The task. Please check the statistical analysis section below: how many repetitions were used for bootstrapping?

Selected extract.
Statistical analysis
A Statistical Analysis Plan was created before commencement of data analysis. CDR, recall rate, sensitivity, specificity and PPV were calculated for the AI workflows and routine double reading, with 95% Wilson confidence intervals (CIs). Bootstrapping with 50,000 repetitions was used to generate two-sided 90% CIs for relative differences between the AI workflows and routine double reading for each metric. These CIs were then used to perform non-inferiority tests with a relative margin of 0.1 and an alpha of 0.05, comparing the combination AI workflows with routine double reading for each metric. If non-inferiority was established, a superiority test was executed with an alpha of 0.1. Superiority was established by the lower or upper confidence bound of the ratio being above or below 1, depending on the specific metric. The percentile bootstrap interval was used to estimate the CIs. The relative change in performance for each AI workflow compared to routine double reading, with corresponding 90% CIs, are reported in the Supplementary Table 1. A sensitivity analysis was undertaken for the primary workflow, assuming fewer additional cancers were detected.

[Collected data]

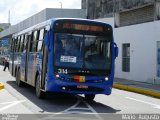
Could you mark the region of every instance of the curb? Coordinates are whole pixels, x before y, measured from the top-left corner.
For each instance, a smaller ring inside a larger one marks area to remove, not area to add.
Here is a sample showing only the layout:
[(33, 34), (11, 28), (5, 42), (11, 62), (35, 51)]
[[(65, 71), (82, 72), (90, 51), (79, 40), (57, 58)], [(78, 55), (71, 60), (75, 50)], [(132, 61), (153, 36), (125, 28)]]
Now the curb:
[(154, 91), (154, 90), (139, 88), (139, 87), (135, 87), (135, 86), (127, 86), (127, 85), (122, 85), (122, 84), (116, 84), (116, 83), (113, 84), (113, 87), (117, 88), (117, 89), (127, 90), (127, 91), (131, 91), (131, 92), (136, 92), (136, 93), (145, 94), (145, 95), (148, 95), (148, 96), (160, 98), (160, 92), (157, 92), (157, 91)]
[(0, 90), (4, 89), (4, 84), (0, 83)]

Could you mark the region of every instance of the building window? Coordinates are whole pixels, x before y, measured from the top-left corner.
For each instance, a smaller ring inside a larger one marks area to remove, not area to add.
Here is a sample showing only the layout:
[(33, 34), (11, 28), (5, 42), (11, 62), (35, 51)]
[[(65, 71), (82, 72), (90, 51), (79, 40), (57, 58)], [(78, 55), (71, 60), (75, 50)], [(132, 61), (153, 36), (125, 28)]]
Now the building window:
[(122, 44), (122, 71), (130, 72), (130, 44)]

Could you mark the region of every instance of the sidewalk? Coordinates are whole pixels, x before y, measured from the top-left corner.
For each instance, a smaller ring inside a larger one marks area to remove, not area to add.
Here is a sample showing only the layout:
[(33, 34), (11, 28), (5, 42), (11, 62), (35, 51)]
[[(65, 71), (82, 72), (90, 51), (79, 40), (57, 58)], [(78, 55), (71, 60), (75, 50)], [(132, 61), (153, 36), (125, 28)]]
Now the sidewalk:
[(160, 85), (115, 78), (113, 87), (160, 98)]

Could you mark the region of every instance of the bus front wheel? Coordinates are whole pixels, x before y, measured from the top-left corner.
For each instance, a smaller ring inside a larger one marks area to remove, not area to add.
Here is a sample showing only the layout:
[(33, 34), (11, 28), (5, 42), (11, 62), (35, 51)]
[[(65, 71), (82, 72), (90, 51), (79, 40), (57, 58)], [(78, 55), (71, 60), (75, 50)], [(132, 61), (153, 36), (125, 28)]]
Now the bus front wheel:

Answer space. 50,000